+++ EXERCISE DATA

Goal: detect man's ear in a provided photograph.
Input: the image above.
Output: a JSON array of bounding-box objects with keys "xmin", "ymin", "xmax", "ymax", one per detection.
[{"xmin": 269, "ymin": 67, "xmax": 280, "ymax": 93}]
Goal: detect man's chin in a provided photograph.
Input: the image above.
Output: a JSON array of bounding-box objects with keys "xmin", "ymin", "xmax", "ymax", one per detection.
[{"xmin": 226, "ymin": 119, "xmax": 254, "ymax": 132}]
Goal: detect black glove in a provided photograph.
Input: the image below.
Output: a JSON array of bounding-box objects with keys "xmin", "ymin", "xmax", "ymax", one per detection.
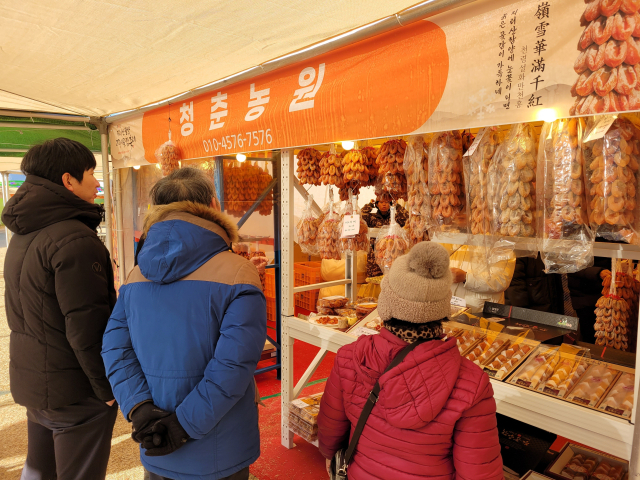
[
  {"xmin": 142, "ymin": 413, "xmax": 189, "ymax": 457},
  {"xmin": 130, "ymin": 402, "xmax": 171, "ymax": 443}
]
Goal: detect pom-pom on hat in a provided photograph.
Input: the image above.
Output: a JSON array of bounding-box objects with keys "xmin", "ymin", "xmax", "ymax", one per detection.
[{"xmin": 378, "ymin": 242, "xmax": 453, "ymax": 323}]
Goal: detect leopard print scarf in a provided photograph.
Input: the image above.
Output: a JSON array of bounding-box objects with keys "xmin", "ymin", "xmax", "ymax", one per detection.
[{"xmin": 384, "ymin": 318, "xmax": 446, "ymax": 343}]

++++++

§ WORK TO COMPLETE
Rewrite every line of the listing above, substituting "Objective" for each occurrence of "Goal" and leaving everything else unchanged. Omit the pictures from your answer.

§ FINAL RESULT
Objective: detect man's ear in a provided photograph.
Input: the image above.
Output: a JSON array of bounding-box objects with keys "xmin", "ymin", "xmax", "ymax", one per detection.
[{"xmin": 269, "ymin": 67, "xmax": 280, "ymax": 93}]
Objective: detect man's chin in a provided photograph.
Input: the image above.
Output: a JSON array of bounding-box objects with keys "xmin", "ymin", "xmax", "ymax", one per detection.
[{"xmin": 226, "ymin": 119, "xmax": 254, "ymax": 132}]
Objective: detect black glove in a provided photograph.
Input: the image below.
Output: a JSON array of bounding-box objects with keys "xmin", "ymin", "xmax", "ymax", one per detection.
[
  {"xmin": 142, "ymin": 413, "xmax": 189, "ymax": 457},
  {"xmin": 130, "ymin": 402, "xmax": 171, "ymax": 443}
]
Objective: detect pom-pom on hat in a provided photograph.
Input: the image above.
Output: a JSON array of bounding-box objects with keys "xmin", "ymin", "xmax", "ymax", one per detection.
[{"xmin": 378, "ymin": 242, "xmax": 453, "ymax": 323}]
Objective: detect leopard print scarf in a provided photograph.
Input: the image above.
Output: a JSON array of bounding-box objects with keys "xmin", "ymin", "xmax", "ymax", one per detection.
[{"xmin": 384, "ymin": 318, "xmax": 446, "ymax": 343}]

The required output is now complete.